→ **Available records**
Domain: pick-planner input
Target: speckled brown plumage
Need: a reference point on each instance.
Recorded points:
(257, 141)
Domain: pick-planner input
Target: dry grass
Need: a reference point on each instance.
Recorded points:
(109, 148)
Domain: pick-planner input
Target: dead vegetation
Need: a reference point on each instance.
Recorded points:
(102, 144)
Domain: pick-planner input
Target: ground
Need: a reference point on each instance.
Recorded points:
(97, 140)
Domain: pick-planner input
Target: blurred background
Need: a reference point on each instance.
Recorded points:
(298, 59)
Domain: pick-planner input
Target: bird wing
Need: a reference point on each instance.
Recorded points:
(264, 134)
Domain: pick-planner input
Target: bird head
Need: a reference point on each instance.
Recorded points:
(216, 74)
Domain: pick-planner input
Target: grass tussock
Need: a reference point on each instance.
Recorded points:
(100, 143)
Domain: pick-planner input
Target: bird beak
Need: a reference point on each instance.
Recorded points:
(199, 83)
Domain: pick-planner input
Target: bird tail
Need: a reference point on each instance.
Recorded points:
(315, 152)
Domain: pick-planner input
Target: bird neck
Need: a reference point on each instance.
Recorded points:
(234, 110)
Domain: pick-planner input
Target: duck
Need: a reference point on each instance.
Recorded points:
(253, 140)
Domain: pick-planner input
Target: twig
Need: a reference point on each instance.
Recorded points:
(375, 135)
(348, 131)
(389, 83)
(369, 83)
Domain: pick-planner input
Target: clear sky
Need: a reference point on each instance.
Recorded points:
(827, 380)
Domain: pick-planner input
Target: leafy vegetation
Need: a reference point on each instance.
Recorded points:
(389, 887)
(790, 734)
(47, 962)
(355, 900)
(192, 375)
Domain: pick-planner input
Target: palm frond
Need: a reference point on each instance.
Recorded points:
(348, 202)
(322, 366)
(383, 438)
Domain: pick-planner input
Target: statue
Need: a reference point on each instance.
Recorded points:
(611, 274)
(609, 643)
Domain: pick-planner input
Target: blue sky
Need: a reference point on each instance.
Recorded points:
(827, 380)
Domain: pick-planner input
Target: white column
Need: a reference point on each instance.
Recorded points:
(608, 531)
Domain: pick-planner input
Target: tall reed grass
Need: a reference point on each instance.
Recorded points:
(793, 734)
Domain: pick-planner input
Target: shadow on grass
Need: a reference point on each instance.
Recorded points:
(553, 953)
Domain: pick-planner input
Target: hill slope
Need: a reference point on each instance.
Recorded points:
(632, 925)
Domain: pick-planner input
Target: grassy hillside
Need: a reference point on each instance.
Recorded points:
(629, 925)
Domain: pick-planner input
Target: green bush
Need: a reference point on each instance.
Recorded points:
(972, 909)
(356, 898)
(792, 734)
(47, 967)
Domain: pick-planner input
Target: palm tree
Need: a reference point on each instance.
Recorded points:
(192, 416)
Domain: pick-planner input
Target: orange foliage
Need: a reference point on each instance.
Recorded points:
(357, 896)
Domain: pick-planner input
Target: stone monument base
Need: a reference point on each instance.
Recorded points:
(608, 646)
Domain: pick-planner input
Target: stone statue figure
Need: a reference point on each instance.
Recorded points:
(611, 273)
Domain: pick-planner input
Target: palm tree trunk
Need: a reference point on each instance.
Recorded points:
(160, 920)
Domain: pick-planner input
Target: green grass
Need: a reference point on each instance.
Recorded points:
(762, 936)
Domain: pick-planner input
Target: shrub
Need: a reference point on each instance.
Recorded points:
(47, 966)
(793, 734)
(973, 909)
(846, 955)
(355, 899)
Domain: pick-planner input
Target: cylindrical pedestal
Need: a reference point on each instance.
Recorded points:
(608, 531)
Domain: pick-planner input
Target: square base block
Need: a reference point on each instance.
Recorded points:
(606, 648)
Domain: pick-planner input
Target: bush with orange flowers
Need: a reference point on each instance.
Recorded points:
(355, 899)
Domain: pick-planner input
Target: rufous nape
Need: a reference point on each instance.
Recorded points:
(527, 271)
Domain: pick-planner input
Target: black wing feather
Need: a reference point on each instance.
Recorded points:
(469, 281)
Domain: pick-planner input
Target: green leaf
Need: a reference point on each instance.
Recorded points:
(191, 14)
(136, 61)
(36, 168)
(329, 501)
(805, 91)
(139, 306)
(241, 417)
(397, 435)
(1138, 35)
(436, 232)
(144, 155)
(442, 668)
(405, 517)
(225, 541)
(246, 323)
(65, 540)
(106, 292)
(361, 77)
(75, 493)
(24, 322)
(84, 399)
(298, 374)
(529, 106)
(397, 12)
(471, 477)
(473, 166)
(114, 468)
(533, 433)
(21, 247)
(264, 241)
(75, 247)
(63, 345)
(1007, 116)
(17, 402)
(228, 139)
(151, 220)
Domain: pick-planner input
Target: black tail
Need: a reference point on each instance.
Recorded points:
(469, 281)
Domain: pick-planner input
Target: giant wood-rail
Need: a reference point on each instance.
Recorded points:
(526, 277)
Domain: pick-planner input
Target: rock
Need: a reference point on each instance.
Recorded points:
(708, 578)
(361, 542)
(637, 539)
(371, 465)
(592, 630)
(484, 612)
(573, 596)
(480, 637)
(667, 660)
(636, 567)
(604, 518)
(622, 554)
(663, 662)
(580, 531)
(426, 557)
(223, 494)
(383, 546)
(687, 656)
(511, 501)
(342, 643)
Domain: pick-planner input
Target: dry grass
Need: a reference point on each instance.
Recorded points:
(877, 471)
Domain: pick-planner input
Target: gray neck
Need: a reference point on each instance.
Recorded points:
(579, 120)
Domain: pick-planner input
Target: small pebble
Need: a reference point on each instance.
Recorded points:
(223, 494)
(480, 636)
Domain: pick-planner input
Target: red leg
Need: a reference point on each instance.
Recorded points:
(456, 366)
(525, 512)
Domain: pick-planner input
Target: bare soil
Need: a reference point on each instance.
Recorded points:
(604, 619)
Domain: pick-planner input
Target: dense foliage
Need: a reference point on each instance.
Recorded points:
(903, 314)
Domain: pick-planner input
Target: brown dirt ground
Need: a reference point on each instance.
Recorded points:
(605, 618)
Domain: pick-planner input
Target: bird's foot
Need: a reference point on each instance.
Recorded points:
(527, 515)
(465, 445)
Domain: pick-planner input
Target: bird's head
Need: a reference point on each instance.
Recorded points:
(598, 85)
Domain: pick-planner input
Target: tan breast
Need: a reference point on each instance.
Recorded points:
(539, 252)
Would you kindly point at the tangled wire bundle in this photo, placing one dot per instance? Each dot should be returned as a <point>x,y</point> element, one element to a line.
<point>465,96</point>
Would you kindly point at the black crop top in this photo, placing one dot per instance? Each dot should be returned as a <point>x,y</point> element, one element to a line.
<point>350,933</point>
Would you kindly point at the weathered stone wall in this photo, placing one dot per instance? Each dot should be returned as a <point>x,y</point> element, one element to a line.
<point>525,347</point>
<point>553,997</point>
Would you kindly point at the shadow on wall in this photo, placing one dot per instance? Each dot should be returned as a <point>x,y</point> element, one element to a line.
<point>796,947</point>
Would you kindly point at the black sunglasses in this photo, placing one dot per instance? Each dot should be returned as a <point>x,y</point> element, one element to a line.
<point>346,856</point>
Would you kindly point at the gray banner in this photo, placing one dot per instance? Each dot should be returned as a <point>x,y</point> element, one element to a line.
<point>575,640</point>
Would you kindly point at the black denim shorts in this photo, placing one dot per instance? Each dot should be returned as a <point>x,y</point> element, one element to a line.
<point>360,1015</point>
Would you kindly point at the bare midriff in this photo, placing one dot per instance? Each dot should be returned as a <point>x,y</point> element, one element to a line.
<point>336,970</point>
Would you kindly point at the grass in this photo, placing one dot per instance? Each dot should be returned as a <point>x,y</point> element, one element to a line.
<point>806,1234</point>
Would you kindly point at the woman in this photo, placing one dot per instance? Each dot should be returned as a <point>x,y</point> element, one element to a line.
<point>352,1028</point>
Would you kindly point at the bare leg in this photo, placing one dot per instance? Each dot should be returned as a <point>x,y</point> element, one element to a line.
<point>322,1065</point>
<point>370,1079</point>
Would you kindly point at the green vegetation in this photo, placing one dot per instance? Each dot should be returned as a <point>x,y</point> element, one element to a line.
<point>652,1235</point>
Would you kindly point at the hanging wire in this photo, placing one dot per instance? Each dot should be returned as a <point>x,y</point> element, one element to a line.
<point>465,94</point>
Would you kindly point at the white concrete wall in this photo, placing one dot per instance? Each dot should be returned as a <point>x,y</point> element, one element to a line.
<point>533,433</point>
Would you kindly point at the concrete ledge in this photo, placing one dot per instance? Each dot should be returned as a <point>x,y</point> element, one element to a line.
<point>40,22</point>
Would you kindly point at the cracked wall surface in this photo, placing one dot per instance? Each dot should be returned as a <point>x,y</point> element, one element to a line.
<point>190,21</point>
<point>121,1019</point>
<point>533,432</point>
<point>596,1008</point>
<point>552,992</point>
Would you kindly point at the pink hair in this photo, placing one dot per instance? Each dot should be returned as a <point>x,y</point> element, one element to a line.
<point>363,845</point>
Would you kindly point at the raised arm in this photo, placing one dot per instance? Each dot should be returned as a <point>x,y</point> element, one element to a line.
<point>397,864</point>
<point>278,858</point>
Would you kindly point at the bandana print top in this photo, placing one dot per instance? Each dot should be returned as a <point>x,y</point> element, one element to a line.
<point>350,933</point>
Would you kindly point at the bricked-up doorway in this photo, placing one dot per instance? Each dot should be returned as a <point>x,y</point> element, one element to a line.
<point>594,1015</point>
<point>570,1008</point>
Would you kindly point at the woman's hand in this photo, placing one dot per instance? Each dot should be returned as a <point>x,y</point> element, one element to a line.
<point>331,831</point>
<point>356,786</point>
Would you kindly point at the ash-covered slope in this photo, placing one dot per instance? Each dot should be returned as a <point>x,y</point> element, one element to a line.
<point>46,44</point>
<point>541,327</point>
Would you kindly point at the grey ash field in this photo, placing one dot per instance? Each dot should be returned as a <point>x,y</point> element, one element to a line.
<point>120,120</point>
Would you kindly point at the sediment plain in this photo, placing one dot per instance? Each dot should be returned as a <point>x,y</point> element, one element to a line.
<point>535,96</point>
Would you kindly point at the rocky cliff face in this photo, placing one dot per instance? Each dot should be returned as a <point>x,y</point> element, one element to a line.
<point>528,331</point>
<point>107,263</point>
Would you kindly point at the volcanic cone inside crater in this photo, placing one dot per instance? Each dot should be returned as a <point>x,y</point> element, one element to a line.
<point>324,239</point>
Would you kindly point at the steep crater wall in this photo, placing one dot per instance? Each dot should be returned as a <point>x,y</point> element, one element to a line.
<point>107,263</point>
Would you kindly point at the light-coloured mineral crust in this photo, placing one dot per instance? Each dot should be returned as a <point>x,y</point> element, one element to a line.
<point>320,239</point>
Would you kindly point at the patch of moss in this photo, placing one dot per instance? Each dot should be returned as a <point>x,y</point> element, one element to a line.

→ **The exercise**
Rewrite the stretch from the line containing "Would you kindly point at the black sunglasses" through the line containing "<point>575,640</point>", replacing "kindly" with "please" everywhere in it and leaving everything else unchanged. Return only those lines.

→ **Result of this exercise**
Would you please point at the black sunglasses in this photo, placing one dot per instance? Each dot should be returned as a <point>x,y</point> element, one element to a line.
<point>346,856</point>
Would you please point at the gray banner in this photo, placing one dot per instance? Each dot should be returned as a <point>x,y</point> element, one element to a line.
<point>575,640</point>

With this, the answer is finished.